───── Provided passage

Updated on February 22, 2024:
The AI company licensing Reddit data is apparently Google. This was reported by Reuters, citing anonymous sources. Reuters confirms the license fee of 60 million dollars per year, although it is unclear to what extent and what data Reddit will provide in return.
Original article from February 17, 2024:
Reddit has signed a $60 million annual contract with an unnamed AI company to use the platform's content to train its AI models.
According to Bloomberg, Reddit disclosed this in advance to potential investors, who are expected to support its planned IPO with a valuation of at least five billion US dollars. The deal shows how Reddit can capitalize on the current interest in AI training data.
Other social media platforms could also sell their user content in this way and generate additional revenue. Meta and X use their social media data to train their own AI models.
Many assume that Reddit plays a central role in the training of large language models such as OpenAI's GPT-3.5 or GPT-4, Meta's LLaMa, or Google's models.
This is because many Reddit posts already carry a human rating thanks to the platform's upvote and downvote function, which facilitates pre-sorting. The posts also contain additional contextual links. Both of these factors make the data valuable to AI companies.
"The Reddit corpus of data is really valuable. But we don’t need to give all of that value to some of the largest companies in the world for free," said Reddit co-founder Steve Huffman in the spring of 2023.
At the time, Reddit announced that it would start charging companies that wanted to access user data through its API. Previous models were trained on Reddit data for free. These rising licensing costs for training future AI models affect other text sources in addition to Reddit.
AI companies are increasingly partnering with publishers to get data to train their models. OpenAI, for example, has confirmed a deal with Axel Springer that includes making Springer news available on ChatGPT. More deals will follow, the company said. Apple and Google are also said to be offering licensing deals to publishers.
Meta explained in a submission to the US Copyright Office that training AI on purely licensed material would be prohibitively expensive on the scale required. OpenAI also told the UK government that the development of leading AI models is not possible without training on licensed material.

──────────
───── Provided material

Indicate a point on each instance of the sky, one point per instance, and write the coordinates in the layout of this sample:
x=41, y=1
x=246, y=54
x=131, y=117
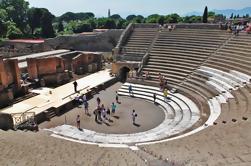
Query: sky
x=142, y=7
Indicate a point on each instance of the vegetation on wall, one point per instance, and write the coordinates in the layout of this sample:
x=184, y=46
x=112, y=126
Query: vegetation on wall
x=17, y=20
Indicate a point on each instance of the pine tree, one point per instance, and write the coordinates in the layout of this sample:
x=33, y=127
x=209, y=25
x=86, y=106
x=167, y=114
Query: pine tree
x=232, y=15
x=205, y=15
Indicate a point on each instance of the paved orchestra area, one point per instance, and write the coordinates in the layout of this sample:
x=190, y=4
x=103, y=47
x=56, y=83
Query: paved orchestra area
x=149, y=115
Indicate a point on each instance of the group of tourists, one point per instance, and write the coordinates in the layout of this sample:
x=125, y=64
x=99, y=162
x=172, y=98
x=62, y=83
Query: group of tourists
x=163, y=87
x=102, y=113
x=162, y=82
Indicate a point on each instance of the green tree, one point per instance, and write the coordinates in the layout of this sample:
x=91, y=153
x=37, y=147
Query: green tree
x=130, y=17
x=110, y=24
x=82, y=27
x=13, y=31
x=121, y=24
x=161, y=20
x=67, y=17
x=205, y=15
x=211, y=14
x=3, y=26
x=16, y=11
x=115, y=16
x=232, y=15
x=106, y=23
x=60, y=26
x=34, y=16
x=173, y=18
x=46, y=24
x=154, y=18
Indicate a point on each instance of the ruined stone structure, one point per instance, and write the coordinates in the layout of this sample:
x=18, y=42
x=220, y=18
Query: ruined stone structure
x=57, y=69
x=10, y=84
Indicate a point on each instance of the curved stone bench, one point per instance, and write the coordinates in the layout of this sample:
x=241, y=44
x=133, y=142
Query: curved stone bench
x=180, y=114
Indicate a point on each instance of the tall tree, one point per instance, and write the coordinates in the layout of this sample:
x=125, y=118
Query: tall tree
x=205, y=15
x=17, y=12
x=46, y=24
x=115, y=16
x=232, y=15
x=130, y=17
x=34, y=16
x=60, y=26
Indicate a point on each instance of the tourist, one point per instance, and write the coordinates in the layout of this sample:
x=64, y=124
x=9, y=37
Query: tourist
x=86, y=105
x=130, y=90
x=147, y=75
x=98, y=101
x=160, y=77
x=96, y=113
x=78, y=121
x=117, y=97
x=99, y=114
x=75, y=86
x=165, y=93
x=134, y=115
x=78, y=100
x=154, y=98
x=84, y=98
x=108, y=112
x=103, y=112
x=113, y=108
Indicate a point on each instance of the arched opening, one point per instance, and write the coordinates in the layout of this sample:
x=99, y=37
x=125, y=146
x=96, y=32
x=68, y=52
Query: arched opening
x=123, y=73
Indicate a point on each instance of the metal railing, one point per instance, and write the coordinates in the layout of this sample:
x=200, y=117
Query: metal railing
x=19, y=118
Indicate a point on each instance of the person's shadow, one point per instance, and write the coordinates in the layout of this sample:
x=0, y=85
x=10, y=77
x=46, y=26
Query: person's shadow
x=80, y=129
x=116, y=117
x=136, y=124
x=97, y=121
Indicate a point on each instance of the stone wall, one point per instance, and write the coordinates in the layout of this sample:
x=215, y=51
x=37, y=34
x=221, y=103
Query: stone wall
x=9, y=73
x=10, y=81
x=102, y=42
x=87, y=62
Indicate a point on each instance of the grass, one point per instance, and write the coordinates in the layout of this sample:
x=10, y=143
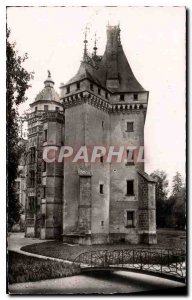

──────────

Your objective:
In the article on Reddit's AI data deal, copy out the text from "This is because" to "addition to Reddit.".

Task answer:
This is because many Reddit posts already carry a human rating thanks to the platform's upvote and downvote function, which facilitates pre-sorting. The posts also contain additional contextual links. Both of these factors make the data valuable to AI companies.
"The Reddit corpus of data is really valuable. But we don’t need to give all of that value to some of the largest companies in the world for free," said Reddit co-founder Steve Huffman in the spring of 2023.
At the time, Reddit announced that it would start charging companies that wanted to access user data through its API. Previous models were trained on Reddit data for free. These rising licensing costs for training future AI models affect other text sources in addition to Reddit.